- [DATASET ENTRIES]:
start

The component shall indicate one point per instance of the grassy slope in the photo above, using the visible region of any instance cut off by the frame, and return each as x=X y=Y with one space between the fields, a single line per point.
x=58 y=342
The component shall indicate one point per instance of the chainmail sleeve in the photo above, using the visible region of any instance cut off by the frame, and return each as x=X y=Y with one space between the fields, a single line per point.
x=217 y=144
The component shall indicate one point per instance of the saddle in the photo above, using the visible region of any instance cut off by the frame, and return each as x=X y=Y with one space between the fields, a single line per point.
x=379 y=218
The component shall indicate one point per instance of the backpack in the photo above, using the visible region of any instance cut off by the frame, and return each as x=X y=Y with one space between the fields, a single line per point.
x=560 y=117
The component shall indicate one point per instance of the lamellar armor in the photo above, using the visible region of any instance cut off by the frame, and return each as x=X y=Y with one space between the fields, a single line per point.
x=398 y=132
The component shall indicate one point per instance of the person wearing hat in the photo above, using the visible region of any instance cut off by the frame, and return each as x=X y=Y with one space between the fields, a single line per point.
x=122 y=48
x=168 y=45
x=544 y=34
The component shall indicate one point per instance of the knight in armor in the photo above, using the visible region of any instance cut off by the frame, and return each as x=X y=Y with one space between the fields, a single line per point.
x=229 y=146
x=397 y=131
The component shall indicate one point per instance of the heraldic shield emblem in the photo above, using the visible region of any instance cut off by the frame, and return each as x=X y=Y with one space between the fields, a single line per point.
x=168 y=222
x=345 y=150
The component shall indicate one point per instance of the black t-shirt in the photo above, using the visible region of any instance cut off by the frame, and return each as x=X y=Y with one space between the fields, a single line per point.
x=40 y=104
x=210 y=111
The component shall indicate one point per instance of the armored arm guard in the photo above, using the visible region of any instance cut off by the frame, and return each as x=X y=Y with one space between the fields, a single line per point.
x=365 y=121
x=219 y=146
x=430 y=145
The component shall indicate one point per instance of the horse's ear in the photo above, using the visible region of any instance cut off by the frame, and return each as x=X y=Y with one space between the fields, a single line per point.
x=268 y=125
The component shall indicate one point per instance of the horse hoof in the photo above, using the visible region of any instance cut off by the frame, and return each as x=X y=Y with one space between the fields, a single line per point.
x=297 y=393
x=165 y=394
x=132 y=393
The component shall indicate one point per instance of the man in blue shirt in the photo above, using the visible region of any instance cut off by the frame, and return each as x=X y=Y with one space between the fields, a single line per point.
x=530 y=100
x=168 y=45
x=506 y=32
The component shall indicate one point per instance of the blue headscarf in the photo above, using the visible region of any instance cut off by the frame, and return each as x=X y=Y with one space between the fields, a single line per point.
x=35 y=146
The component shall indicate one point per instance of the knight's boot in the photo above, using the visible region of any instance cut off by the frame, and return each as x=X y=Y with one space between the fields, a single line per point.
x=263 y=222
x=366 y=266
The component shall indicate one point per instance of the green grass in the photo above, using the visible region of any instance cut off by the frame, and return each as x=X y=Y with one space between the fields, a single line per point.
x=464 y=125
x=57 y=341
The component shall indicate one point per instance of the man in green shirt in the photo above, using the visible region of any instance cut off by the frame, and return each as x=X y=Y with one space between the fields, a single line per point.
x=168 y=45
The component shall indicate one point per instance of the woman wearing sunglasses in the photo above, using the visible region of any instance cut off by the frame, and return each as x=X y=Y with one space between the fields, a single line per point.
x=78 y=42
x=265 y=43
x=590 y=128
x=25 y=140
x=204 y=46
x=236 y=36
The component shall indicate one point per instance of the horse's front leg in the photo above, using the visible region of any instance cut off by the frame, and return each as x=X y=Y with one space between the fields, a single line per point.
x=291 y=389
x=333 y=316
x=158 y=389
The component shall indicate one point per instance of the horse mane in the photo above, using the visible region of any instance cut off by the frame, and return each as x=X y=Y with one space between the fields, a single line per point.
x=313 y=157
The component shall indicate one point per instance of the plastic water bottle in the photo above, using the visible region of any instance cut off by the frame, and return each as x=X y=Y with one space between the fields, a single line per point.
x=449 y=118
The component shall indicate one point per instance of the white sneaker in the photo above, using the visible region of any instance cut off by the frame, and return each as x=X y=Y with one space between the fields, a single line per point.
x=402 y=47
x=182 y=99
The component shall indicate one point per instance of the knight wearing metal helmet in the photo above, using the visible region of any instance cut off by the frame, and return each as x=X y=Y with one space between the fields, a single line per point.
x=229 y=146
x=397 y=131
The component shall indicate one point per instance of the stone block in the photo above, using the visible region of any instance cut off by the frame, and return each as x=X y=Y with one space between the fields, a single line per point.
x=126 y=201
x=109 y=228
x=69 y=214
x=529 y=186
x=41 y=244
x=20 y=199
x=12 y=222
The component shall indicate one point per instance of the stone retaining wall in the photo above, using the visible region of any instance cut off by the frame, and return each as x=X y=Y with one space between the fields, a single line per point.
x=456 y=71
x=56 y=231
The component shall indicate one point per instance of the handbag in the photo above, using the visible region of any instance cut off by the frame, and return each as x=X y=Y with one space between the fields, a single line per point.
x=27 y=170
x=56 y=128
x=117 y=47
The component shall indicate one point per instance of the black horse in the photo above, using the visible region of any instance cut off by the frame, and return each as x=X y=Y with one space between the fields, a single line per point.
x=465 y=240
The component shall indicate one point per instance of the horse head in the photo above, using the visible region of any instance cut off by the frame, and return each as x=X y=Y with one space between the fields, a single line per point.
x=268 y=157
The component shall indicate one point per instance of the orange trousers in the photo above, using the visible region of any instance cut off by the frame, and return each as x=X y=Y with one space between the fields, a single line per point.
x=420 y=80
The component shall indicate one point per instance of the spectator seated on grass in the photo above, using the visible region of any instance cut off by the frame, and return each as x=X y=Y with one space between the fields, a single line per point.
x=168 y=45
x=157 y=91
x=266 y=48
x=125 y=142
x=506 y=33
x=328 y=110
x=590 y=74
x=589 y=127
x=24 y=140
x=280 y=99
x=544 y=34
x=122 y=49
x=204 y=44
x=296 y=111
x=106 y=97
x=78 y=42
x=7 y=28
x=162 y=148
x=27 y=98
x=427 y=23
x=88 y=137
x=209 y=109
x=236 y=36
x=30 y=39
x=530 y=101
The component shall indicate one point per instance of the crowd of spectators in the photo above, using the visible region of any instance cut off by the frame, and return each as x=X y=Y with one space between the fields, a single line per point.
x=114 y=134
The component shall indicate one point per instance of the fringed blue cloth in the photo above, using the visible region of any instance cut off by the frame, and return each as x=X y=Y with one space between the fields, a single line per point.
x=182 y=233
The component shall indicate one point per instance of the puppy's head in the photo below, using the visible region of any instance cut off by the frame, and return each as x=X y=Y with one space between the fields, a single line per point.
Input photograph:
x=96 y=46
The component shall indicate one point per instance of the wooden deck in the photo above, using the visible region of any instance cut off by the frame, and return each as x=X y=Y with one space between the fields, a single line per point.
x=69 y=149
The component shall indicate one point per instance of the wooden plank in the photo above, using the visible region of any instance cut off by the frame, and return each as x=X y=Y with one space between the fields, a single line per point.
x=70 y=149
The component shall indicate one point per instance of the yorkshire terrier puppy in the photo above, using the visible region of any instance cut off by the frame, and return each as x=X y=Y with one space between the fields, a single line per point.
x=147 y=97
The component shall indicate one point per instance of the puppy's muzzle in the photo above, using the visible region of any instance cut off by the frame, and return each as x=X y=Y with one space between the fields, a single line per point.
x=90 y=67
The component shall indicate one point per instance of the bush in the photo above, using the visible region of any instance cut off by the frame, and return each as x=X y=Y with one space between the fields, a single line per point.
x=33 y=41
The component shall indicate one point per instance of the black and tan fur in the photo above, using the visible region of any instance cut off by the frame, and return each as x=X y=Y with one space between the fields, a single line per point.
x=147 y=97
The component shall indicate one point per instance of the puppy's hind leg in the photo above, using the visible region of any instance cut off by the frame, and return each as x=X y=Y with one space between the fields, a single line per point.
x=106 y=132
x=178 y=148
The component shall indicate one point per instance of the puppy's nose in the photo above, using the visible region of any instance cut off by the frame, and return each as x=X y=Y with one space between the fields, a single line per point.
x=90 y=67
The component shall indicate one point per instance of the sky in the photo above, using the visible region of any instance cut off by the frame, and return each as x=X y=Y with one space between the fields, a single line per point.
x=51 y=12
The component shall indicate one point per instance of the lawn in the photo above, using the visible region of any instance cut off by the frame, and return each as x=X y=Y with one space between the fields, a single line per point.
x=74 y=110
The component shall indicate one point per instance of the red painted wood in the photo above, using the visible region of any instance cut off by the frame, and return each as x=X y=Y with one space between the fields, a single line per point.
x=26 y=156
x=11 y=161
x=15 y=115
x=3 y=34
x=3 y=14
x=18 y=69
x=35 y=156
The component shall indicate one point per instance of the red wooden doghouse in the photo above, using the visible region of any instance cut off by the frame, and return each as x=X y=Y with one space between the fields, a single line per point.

end

- [WRITTEN TASK]: Copy the rows word for word, from the line containing "the red painted" through the last line of the rows, with both ends included.

- [RESULT FOR THIS TASK]:
The component shall indicate one point per instance of the red painted wood in the photo above, using the visible region of any instance cut off by the frame, and return each as x=X y=Y with one space between the fields, a single line per point.
x=26 y=156
x=11 y=161
x=15 y=115
x=3 y=34
x=3 y=14
x=18 y=69
x=35 y=156
The component shall indicate one point per instance of the red wooden doghouse in the photo above, using the visible region of any instance cut off by the frame, and return each as x=X y=Y with one space between the fields, a single line per point.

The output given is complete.